● Work to be completed:
Images are excluded; otherwise, output every record exactly.
>> start The data
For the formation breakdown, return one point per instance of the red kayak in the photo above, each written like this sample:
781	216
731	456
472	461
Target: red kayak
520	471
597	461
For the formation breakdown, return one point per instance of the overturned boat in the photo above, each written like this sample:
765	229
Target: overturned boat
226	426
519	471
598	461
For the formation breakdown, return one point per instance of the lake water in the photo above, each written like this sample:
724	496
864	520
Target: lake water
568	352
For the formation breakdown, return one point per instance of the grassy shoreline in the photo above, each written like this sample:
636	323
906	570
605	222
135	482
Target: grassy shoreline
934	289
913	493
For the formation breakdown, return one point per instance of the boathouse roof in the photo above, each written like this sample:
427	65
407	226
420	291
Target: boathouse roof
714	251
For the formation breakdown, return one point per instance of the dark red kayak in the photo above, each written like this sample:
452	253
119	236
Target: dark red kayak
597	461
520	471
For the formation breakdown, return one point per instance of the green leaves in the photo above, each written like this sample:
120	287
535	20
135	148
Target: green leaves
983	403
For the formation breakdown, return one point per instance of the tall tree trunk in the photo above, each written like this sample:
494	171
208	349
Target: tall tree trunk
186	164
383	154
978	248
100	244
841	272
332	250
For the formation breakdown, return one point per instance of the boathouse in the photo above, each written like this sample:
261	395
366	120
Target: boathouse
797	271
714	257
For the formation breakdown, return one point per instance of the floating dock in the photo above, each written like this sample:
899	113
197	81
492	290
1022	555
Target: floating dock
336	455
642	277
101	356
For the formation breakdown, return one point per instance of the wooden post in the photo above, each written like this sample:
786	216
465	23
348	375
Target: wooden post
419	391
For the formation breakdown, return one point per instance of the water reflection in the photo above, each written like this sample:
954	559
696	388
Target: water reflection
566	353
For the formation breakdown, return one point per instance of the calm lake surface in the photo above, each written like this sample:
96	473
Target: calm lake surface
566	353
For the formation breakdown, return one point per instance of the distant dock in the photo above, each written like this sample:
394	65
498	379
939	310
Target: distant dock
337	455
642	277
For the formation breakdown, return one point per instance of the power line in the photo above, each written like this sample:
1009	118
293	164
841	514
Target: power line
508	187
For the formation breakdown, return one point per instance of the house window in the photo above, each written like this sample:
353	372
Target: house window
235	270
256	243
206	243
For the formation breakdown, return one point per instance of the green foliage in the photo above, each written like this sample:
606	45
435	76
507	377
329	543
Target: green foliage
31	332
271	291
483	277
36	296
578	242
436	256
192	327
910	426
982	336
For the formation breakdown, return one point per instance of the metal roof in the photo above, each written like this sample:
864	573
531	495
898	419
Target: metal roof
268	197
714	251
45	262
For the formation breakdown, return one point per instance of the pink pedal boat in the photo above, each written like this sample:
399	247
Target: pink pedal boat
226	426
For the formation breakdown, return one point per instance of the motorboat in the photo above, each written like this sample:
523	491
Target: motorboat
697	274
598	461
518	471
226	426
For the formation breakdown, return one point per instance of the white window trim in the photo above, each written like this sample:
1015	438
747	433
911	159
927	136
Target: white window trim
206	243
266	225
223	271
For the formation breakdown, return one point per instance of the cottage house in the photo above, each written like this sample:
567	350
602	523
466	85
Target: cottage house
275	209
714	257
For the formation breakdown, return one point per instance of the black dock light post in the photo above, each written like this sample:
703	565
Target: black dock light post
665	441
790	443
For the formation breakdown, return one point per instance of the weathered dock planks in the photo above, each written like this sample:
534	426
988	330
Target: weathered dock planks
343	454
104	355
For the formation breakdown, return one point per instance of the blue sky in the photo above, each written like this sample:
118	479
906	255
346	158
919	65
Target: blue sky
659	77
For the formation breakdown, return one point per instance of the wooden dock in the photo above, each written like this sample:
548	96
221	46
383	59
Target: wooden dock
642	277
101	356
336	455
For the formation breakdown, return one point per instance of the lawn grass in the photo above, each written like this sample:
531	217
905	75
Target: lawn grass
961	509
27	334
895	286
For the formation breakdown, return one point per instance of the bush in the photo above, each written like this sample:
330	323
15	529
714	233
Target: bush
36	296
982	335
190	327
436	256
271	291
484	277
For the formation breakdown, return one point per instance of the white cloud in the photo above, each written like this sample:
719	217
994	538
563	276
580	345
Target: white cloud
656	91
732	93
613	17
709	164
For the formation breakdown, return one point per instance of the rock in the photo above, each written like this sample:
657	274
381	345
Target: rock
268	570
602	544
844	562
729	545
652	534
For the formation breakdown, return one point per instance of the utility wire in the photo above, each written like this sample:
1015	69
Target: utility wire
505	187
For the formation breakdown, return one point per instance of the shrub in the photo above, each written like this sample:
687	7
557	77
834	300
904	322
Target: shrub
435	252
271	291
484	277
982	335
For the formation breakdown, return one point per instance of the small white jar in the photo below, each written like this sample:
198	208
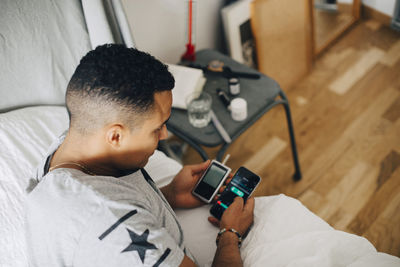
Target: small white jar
>> end The data
● Completed exercise:
For the formation breakdown, return one point per instance of the red kayak in the photo above, each written like this sample:
781	216
731	456
472	461
Target: red kayak
520	471
597	461
For the formation breakdown, return one point per instance of the overturned boat in the photo above, each written like this sample:
765	229
Target: overturned boat
226	426
519	471
598	461
For the formation breakdown, return one point per instance of the lake water in the photo above, each written like this sample:
724	496
864	520
Target: lake water
568	352
For the formation breakdown, return one point per instance of the grassy shoreline in the photo above, each written like this sample:
636	323
906	570
605	222
135	482
Target: grassy shoreline
934	289
913	493
For the formation breakdown, return one point per instance of the boathouse roof in the photo above, each written like this sample:
427	65
407	226
420	291
Target: boathouse roof
714	251
For the formation breakdown, return one point per instance of the dark red kayak in the photo above, each written like this sample:
452	253
119	236
Target: dark red kayak
597	461
520	471
For the formation breakdown, return one point per instance of the green leaves in the photo above, each written like this sample:
120	287
535	20
135	148
Target: green leaves
983	403
For the formation breakdown, return one point per instance of the tall tree trunk in the photo above, each written like this sample:
494	171
208	349
Target: tall tree trunk
186	164
383	154
978	248
100	244
841	272
332	250
For the formation breakdown, return one point per instance of the boathouse in the photo above, each written like this sample:
261	395
366	120
Target: boathouse
797	271
714	257
For the formation breakdown, return one point per instance of the floating dock in the photo above, each written like this sample:
899	113
197	81
492	290
1022	555
Target: floating dock
336	455
642	277
101	356
For the formation breakdown, return one point per instance of the wooden post in the photo above, each written like this sample:
786	216
465	23
348	375
Target: wooden post
419	391
For the formation breakdown, return one point per instance of the water reflection in the photo above, each written like this sample:
954	559
696	388
Target: water reflection
566	353
For the formation breakdown, return one point per instance of the calm lake surface in the photo above, each written like this sample:
96	473
Target: calm lake surface
566	353
For the formation breakdown, return one point per instance of the distant dock in the photo above, each written like this sample:
394	65
498	379
939	310
Target: distant dock
337	455
642	277
For the formation breakdown, return one point per instance of the power line in the photo above, each written like this sample:
1009	118
293	164
841	514
Target: power line
508	187
For the formation breakdown, return one point per instance of the house window in the photo above, each written like this sample:
353	372
Target: house window
235	270
256	243
206	243
For the formation breakdown, return one point per instance of the green foliage in the photo above, each written like this sample:
606	45
435	76
507	377
329	543
Target: green foliage
31	332
271	291
483	277
36	296
578	242
436	256
192	327
910	426
982	336
For the formation breakdown, return one point per instance of the metal roof in the photo above, each written like this sample:
864	573
531	495
898	419
Target: metal roof
268	197
714	251
45	262
For the formation breakdown, return one point per instance of the pink pedal boat in the photo above, each written like this sample:
399	247
Target: pink pedal boat
226	426
For the formation breakdown, return one point per instance of the motorboat in the photo above, each written like this sample:
523	491
Target: motorboat
697	274
598	461
518	471
226	426
For the formation breakdown, return one point per instance of the white window trim in the photo above, each written like this sample:
1015	438
747	433
911	159
927	136
Target: white window trim
206	243
266	225
223	271
For the formation breakdown, return one point per instance of the cottage house in the photo above, each written like this sample:
567	350
602	523
466	85
Target: cottage house
275	209
714	257
For the formation breakdown, return one point per instance of the black dock light post in the photo above, each written like this sample:
703	565
Target: black dock light post
665	441
790	443
For the formation breakdown, return one point per instance of the weathered dock planks in the photo above, each written like this sample:
534	426
988	330
Target: weathered dock planks
343	454
104	355
For the formation breakdown, return one point per instance of the blue sky in the photo above, each written like this sample:
118	479
906	255
346	158
919	65
Target: blue sky
659	77
For the formation breakdown, return one point per instance of the wooden dock in the photo above, each written like this sample:
548	96
221	46
383	59
Target: wooden dock
642	277
101	356
336	455
For the formation breakdown, return one point per instance of the lawn grass in the photo above, each written like this sample:
531	217
905	75
Target: lawn grass
961	509
27	334
895	286
For the formation breakdown, return one point per instance of the bush in the photo above, each written like this sample:
330	323
15	529
714	233
Target: bush
36	296
982	335
190	327
436	256
271	291
484	277
For the formation breakdown, return one point per instance of the white cloud in the photo above, each written like this sample:
719	217
994	538
563	276
580	345
Target: white cloud
656	91
732	93
613	17
709	164
For the formation breakdown, return one point per instance of the rock in the photo above, each written like this sample:
657	274
381	345
Target: rock
268	570
602	544
844	562
729	545
652	534
For the formation breakdown, return one point per instance of the utility wire in the photo above, each written like this sample:
1015	69
Target: utility wire
505	187
For the formation breakdown, return one point per instance of the shrub in the photo above, each written like this sample:
687	7
557	77
834	300
904	322
Target: shrub
435	252
271	291
484	277
982	335
For the formation breakdown, return one point per instance of the small white jar in the photo below, each written like this sample:
198	208
Target: small white jar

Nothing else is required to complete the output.